**Activity**
Using the listing below, copy every line that mentions "pixels".

**Input data**
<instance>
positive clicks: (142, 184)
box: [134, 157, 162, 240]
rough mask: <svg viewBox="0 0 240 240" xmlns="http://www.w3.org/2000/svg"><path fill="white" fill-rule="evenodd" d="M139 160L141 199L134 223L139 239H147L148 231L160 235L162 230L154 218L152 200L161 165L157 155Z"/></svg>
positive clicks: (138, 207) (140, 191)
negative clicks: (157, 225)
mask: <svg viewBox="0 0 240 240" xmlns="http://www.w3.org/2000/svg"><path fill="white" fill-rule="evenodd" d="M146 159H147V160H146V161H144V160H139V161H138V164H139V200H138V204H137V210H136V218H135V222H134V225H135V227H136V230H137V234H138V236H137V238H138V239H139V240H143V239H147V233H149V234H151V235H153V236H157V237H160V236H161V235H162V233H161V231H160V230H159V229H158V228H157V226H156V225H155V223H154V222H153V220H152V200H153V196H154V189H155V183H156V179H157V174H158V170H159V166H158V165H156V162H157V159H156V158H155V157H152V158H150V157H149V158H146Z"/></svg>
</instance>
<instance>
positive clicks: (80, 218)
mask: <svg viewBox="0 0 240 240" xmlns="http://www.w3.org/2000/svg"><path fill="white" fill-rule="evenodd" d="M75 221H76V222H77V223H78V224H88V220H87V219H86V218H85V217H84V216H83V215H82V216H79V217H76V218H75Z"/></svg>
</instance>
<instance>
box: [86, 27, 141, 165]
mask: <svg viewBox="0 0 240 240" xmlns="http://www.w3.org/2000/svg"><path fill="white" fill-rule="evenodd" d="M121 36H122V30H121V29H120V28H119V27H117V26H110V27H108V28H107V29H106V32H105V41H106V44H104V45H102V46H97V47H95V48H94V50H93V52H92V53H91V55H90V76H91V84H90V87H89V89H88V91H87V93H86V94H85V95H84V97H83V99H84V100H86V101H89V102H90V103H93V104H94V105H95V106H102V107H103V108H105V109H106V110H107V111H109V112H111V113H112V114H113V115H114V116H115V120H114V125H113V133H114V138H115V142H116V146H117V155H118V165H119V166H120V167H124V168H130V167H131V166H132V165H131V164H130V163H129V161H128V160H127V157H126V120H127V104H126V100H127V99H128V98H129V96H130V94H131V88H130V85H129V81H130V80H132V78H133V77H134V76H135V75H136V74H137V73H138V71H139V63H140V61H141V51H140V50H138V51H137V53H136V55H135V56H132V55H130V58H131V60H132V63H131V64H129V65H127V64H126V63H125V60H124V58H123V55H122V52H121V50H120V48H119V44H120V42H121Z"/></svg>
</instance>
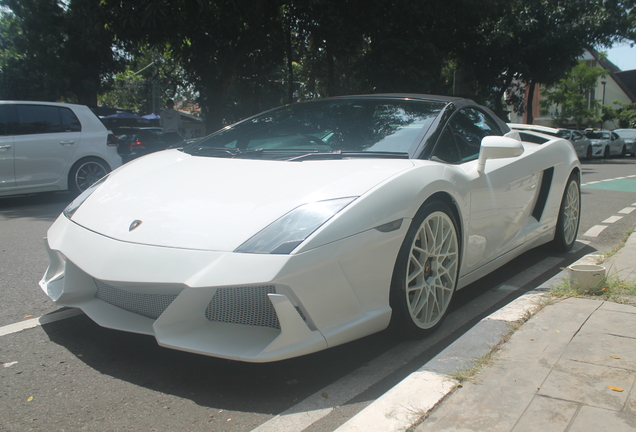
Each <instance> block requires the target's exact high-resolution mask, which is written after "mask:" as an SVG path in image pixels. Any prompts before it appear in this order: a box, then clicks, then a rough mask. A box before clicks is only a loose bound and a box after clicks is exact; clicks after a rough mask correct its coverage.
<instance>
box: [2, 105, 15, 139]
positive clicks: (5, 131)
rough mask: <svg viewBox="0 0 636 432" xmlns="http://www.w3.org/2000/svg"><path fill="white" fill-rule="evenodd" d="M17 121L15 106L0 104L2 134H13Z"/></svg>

---

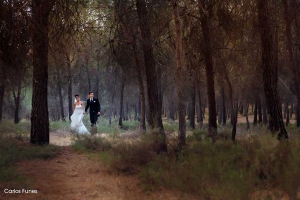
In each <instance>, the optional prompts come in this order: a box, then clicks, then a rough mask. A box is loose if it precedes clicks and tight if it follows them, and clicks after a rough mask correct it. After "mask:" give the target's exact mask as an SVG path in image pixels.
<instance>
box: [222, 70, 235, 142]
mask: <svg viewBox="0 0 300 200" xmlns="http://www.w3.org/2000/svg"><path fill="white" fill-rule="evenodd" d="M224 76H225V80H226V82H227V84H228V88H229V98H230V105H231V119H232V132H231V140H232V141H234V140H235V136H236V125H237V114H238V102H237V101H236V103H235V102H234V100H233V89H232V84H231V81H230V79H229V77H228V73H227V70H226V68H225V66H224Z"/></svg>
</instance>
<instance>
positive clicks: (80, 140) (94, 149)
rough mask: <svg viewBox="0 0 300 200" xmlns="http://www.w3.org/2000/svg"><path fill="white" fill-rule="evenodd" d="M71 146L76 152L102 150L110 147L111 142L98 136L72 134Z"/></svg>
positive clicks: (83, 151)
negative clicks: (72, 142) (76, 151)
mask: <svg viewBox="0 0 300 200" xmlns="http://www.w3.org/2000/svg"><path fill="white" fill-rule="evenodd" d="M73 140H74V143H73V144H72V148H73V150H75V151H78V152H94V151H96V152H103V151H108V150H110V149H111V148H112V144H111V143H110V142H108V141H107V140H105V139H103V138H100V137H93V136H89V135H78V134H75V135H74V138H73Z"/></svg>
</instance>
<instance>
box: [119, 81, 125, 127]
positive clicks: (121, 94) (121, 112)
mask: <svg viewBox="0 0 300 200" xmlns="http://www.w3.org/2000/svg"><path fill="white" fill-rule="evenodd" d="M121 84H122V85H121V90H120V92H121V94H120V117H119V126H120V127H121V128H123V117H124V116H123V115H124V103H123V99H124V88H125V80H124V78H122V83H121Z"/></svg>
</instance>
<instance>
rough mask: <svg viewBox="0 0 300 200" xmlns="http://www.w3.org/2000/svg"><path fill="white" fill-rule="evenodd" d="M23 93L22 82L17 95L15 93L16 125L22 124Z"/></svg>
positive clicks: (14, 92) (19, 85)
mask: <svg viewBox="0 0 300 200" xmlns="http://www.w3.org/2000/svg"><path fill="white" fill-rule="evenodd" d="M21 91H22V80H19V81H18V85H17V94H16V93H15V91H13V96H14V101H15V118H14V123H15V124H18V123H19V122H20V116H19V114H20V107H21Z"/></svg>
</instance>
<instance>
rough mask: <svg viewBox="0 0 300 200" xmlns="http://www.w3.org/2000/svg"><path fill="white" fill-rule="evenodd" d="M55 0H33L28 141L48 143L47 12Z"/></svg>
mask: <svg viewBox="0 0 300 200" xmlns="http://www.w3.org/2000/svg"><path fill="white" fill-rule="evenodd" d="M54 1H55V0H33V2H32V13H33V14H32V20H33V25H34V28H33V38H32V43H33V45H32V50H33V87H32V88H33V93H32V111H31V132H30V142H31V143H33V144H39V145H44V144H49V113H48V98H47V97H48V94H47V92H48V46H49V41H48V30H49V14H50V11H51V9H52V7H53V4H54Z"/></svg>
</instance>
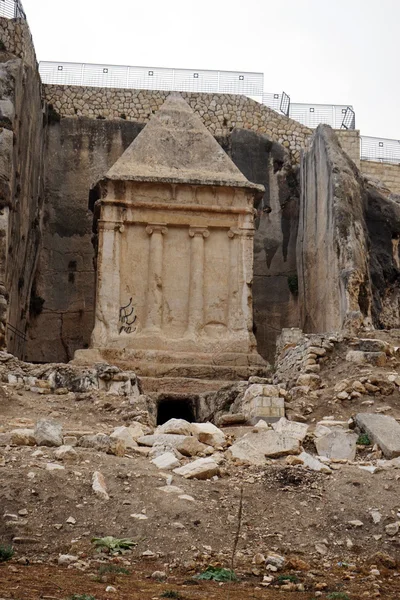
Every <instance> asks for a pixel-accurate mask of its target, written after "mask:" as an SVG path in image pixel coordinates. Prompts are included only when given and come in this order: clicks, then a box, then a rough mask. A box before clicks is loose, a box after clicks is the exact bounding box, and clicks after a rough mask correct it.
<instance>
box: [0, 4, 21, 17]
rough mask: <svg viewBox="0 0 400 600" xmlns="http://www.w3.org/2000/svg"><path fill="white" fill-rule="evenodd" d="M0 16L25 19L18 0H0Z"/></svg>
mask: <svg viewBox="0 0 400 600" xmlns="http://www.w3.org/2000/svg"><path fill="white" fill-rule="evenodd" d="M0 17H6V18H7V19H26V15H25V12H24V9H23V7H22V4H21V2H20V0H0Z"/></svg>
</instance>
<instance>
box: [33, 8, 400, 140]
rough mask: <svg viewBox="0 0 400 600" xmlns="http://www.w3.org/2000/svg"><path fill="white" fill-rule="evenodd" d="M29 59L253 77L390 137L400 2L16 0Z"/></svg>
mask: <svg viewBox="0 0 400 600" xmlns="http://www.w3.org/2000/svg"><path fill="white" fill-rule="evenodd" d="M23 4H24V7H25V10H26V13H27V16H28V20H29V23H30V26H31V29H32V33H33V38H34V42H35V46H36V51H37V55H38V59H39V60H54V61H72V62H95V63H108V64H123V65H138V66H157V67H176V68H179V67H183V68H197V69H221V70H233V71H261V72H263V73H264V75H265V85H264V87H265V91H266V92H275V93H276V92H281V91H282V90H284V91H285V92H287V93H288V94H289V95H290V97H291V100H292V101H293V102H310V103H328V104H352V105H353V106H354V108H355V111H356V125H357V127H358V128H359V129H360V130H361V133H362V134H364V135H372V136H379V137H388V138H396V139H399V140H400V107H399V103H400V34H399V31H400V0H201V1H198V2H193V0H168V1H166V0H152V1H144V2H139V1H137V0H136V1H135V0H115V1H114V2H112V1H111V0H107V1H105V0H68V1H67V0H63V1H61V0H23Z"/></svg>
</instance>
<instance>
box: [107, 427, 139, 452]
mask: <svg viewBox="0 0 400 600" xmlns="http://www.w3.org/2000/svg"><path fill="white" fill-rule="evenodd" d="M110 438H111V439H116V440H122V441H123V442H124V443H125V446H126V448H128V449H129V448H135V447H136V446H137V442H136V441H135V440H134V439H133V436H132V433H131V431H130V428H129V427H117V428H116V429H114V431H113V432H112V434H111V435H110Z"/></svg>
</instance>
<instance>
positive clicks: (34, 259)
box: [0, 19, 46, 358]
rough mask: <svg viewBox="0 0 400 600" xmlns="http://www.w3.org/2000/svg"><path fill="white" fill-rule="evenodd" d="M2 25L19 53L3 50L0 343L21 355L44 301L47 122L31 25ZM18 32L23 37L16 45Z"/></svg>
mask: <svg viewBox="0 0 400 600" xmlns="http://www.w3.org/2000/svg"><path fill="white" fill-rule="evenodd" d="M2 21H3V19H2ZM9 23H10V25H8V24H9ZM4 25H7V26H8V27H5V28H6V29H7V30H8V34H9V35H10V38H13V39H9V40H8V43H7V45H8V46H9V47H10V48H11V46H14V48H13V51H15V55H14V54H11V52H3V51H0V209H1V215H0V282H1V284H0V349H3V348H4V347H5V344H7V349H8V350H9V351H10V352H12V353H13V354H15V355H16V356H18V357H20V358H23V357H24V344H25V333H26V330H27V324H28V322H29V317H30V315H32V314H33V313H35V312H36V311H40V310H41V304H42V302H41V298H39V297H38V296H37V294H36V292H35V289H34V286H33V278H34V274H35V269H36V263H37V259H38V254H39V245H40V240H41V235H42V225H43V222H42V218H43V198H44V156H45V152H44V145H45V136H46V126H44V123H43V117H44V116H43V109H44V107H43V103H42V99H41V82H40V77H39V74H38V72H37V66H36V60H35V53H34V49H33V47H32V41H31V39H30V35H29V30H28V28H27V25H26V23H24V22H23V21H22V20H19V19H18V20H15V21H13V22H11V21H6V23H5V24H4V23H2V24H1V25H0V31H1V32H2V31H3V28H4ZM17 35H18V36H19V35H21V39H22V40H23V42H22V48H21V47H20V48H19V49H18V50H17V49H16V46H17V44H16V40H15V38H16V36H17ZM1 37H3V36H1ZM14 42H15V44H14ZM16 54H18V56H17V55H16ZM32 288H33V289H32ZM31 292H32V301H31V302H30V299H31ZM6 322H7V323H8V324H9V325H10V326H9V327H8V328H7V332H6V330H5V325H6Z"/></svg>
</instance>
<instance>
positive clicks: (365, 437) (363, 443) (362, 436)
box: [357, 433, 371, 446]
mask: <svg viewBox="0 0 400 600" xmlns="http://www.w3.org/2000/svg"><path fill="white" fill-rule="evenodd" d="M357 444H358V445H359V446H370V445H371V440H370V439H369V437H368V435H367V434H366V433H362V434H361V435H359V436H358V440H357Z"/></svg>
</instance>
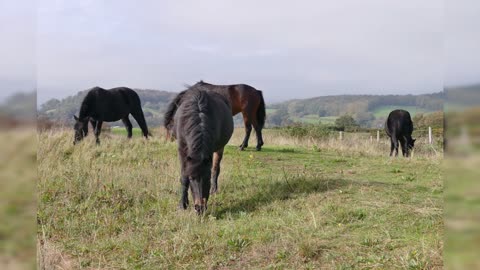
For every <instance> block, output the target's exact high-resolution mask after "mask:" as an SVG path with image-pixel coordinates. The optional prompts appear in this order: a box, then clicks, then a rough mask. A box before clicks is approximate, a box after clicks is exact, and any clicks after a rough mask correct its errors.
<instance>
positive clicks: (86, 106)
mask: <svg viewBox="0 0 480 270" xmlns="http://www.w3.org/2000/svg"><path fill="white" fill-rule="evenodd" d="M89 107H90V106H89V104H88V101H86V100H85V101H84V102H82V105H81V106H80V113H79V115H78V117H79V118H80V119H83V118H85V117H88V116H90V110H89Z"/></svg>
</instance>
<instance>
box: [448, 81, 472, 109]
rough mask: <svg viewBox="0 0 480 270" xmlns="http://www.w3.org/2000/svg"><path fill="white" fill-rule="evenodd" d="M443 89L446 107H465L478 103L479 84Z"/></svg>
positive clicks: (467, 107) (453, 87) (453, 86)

---

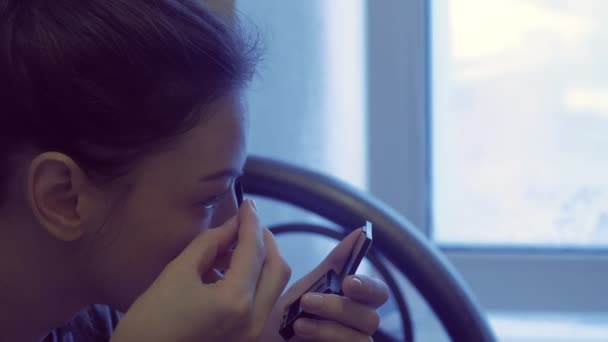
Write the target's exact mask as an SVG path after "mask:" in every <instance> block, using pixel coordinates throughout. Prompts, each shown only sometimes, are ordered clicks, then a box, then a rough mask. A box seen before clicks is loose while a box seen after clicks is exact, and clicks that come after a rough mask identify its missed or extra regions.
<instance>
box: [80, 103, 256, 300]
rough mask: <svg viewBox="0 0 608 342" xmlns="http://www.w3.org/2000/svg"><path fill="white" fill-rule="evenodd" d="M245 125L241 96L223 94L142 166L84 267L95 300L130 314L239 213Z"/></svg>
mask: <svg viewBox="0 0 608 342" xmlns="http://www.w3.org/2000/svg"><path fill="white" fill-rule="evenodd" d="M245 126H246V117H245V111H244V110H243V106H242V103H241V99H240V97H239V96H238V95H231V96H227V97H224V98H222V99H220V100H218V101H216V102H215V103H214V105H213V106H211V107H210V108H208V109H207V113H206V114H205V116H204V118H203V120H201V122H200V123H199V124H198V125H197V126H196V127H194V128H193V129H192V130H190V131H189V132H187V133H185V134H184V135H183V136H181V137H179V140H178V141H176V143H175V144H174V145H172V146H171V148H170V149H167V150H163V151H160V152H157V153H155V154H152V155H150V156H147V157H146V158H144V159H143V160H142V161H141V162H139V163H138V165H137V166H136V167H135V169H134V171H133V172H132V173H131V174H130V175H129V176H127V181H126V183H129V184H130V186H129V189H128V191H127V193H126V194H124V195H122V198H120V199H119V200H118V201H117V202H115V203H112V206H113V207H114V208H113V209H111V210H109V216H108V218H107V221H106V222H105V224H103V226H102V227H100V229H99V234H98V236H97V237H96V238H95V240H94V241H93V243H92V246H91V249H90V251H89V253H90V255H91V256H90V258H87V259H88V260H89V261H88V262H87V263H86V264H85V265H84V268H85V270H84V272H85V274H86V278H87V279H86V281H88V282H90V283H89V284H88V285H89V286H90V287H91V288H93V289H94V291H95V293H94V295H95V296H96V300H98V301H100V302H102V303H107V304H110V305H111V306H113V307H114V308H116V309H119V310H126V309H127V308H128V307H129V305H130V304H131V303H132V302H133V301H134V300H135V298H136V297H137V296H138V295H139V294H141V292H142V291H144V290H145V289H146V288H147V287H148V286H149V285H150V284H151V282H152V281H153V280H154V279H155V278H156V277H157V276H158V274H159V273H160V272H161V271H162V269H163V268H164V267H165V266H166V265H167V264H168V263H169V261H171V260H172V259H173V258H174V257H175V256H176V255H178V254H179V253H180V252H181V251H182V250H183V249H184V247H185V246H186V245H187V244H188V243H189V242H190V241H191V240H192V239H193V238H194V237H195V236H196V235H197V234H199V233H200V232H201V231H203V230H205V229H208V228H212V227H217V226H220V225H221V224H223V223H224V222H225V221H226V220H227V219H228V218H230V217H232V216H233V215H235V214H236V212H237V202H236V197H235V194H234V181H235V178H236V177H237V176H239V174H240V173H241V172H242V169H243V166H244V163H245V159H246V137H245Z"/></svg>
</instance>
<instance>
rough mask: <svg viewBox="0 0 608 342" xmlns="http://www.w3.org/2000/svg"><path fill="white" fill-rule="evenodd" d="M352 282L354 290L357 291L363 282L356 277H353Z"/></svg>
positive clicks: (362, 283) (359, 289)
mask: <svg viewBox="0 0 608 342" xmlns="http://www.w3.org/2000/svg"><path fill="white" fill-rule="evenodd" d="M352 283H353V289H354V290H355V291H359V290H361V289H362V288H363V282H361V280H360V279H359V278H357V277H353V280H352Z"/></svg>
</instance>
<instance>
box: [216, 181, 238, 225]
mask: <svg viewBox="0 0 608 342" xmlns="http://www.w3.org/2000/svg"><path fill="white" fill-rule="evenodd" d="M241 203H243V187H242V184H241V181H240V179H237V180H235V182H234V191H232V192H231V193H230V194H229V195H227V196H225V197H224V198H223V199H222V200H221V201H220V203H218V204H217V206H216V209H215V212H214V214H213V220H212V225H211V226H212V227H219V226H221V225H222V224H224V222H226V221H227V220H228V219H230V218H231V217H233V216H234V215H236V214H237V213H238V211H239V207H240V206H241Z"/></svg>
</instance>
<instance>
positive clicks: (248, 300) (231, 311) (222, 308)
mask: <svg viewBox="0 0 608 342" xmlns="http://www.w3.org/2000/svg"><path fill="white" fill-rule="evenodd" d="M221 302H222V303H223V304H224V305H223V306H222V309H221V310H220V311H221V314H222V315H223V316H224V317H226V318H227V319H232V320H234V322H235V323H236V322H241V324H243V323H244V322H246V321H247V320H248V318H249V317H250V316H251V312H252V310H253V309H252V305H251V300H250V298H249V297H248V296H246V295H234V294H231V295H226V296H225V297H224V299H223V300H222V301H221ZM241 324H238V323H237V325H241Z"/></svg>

**Result of the task**
Each <instance> block requires the target's exact high-resolution mask, which is written after "mask:" as an SVG path in image pixels. Any prompts before it appear in this order: a box, then clicks, then a rough mask. A box before clicks is only a loose bound and a box after clicks is exact; clicks after a rough mask correct its coverage.
In each <instance>, the optional prompts come in this order: a box, then clicks, then a rough mask. A box is loose if it precedes clicks and tight if it follows them, and clicks after a rough mask correct it. After "mask:" give the target's exact mask as an SVG path in image pixels.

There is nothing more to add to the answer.